• _The task_: In the entries that follow, find each line with the word "yellow" and copy it.

__________

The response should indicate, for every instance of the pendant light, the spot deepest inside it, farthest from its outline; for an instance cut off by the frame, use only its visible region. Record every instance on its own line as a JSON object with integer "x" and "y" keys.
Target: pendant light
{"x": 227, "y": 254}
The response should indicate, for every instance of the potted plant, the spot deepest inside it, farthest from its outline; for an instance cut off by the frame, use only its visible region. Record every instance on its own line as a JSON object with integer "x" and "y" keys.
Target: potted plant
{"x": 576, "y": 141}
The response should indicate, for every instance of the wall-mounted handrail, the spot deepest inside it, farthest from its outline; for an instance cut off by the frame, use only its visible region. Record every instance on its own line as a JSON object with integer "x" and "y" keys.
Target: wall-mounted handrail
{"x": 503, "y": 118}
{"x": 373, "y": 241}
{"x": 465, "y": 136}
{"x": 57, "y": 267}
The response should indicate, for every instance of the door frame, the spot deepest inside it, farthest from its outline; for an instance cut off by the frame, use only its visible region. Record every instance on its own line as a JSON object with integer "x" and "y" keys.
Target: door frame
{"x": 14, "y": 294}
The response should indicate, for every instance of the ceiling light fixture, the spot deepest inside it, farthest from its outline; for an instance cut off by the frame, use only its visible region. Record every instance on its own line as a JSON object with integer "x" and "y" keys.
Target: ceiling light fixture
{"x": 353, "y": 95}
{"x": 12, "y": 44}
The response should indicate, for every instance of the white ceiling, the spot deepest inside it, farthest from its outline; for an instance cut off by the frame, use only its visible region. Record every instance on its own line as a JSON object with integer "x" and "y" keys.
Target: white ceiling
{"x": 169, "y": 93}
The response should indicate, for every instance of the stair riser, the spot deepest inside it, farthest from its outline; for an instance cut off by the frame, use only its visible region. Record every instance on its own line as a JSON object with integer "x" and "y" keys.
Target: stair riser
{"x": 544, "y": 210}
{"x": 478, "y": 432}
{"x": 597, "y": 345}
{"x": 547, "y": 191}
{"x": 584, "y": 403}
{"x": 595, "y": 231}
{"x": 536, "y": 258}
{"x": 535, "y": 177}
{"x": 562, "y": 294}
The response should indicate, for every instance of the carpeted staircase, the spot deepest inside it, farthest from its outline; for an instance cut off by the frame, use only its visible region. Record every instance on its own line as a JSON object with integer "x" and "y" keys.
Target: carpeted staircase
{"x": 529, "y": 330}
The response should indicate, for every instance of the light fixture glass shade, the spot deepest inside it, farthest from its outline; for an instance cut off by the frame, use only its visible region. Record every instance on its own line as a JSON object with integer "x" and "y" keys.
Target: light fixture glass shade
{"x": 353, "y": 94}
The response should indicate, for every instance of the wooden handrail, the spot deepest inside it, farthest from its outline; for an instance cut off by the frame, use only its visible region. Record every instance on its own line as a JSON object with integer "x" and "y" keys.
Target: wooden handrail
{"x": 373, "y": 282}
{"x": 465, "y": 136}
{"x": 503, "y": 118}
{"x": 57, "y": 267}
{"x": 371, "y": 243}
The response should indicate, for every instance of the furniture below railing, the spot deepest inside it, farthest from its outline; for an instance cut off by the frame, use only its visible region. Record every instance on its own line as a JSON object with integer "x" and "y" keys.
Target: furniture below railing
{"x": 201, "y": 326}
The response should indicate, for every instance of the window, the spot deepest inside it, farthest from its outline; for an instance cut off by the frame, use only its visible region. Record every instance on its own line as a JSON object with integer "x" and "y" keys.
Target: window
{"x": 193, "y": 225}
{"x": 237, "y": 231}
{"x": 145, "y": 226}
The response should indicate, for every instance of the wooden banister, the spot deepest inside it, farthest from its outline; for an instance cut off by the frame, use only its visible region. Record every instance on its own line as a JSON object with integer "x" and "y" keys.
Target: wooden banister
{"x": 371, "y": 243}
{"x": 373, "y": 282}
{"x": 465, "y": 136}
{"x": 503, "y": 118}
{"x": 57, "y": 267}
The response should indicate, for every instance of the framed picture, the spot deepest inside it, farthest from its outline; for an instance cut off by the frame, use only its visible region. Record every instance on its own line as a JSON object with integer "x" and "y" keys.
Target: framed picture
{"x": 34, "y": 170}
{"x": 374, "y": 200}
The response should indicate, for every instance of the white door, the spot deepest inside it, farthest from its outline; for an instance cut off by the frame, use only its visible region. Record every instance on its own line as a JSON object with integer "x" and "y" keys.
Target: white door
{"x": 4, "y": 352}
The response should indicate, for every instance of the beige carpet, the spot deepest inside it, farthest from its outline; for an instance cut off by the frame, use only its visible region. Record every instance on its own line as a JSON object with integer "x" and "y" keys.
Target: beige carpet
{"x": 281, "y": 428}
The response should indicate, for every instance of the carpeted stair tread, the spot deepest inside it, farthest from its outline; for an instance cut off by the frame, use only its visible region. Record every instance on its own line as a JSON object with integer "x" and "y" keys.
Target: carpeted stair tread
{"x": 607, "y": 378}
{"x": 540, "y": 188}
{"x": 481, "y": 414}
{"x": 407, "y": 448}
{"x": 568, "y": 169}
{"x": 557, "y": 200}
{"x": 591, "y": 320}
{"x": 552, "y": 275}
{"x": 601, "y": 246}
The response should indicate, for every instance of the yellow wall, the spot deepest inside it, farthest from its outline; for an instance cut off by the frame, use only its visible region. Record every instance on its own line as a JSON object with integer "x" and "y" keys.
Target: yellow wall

__________

• _Output below_:
The response should indicate, for every instance of the yellow wall, the spot deepest inside it, farthest from its outline; for an instance cut off by the frame, use only its visible region. Record every instance on its own line as a JSON object with integer "x" and "y" keys.
Target: yellow wall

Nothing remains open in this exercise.